— Start of QUOTED PASSAGE —

Studio album by Tortoise
- Released: 1994
- Recorded: November 29–December 5, 1993
- Genre: Post-rock
- Length: 50:03
- Label: Thrill Jockey
- Producer: Tortoise

Tortoise chronology
|  | Tortoise (1994) | Rhythms, Resolutions & Clusters (1995) |

= Tortoise (album) =

Tortoise is the debut studio album by American post-rock band Tortoise. It was released in 1994 via Thrill Jockey. It received positive reviews from critics.

By March 1998, Tortoise had sold 35,000 copies (8,000 LPs and 27,000 CDs).

==Reception==

Trouser Press noted that "the beckoning warmth of the gently shifting rhythms ... make it easy to forget that there's nary a whit of guitar and only the briefest whiff of standard-issue keyboards in play." In his review for AllMusic, Glenn Swan writes that Tortoise "share equal responsibility and trust in each other, pouring out a thick stew of meditative grooves, light production experiments, and rusty guitar-string ambience -- the likes of which have rarely sounded so approachable, but this is not to say the album is a sellout leap into commercialism. There are a couple head scratchers and murky moments that fail to make much of an impact, but the quintet have spun such a rich web of mood and personality that any fall from grace barely changes altitude".

— End of QUOTED PASSAGE —

◆ EXERCISE SET
**1)** List each field in the summary box at the top of the Tortoise album article, with the value given for it.
**2)** Count the lines of the records that contain the string "player", with case counting, and give only the number.

— Start of DATA FOR THIS TASK —

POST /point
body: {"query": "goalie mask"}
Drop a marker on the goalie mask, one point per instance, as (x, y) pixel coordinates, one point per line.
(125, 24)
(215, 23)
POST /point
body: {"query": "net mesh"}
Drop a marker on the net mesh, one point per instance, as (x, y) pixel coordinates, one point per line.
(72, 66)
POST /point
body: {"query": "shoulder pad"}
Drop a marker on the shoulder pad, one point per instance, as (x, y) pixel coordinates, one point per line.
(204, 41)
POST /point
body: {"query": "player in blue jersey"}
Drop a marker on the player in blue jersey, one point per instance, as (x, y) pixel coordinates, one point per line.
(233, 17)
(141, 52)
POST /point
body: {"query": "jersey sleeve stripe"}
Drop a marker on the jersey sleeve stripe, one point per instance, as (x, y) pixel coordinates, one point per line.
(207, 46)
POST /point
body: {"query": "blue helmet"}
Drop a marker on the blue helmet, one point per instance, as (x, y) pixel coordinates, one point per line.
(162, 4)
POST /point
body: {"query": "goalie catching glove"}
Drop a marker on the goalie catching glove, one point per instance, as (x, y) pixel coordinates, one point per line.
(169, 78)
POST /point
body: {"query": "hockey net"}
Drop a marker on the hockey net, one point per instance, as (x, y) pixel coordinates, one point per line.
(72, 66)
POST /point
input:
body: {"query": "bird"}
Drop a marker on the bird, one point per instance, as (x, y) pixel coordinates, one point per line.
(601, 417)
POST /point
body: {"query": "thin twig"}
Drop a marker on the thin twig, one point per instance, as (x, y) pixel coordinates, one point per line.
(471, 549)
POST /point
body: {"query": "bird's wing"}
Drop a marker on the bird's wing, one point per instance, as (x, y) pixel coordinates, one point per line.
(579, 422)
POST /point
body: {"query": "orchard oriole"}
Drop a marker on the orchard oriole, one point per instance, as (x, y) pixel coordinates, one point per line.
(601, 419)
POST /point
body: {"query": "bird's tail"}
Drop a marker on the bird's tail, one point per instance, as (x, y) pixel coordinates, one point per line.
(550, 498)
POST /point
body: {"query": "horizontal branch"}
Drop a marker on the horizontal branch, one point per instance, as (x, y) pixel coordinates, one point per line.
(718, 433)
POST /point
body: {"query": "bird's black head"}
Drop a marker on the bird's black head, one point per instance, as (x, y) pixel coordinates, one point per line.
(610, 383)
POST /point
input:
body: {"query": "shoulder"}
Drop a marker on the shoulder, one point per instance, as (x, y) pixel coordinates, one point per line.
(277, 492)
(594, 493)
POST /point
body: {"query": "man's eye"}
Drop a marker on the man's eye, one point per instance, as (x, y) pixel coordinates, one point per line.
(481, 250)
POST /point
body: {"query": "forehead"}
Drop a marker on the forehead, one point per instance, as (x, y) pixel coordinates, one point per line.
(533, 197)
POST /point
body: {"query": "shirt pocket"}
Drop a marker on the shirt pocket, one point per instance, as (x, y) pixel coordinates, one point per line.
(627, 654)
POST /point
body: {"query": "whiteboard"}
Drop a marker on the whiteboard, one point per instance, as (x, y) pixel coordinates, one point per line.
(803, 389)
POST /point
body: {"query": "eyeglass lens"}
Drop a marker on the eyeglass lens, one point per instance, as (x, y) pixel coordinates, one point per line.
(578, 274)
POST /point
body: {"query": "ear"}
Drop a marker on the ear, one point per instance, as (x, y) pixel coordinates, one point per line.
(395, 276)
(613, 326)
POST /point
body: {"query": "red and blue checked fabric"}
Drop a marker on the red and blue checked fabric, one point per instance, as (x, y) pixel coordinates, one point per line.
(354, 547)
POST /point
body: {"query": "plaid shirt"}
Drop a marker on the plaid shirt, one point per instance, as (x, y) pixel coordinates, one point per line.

— End of DATA FOR THIS TASK —

◆ OUTPUTS BY TASK
**1)**
Released: 1994
Recorded: November 29–December 5, 1993
Genre: Post-rock
Length: 50:03
Label: Thrill Jockey
Producer: Tortoise

**2)** 2